DOCUMENT EXTRACT -
....

The Seat of the Assembly of Madrid (Sede de la Asamblea de Madrid) is located in the neighbourhood of Palomeras Bajas in the Puente de Vallecas district of Madrid.

The Assembly of Madrid had been held in the city centre at the Caserón de San Bernardo. When a plan to move to Retiro was vetoed by the city council due to residents' complaints, Assembly president Pedro Díez proposed moving to the new site, and construction started in April 1995. The site opened in September 1998, at a cost of three billion Spanish pesetas.

The design of the main chamber as a glass cube within a triangular building was carried over from the plan for Retiro, although scaled down due to the smaller new site. The building houses a painting by Antonio López García and a mural that was the last work by Lucio Muñoz.

....

RECORD EXTRACTS -
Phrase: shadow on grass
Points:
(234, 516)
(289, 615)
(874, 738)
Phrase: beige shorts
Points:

....

PROBLEM - List every person named in the text about the seat of the Assembly of Madrid. You won't need the entries for this.

EXPECTED ANSWER - Pedro Díez, Antonio López García, Lucio Muñoz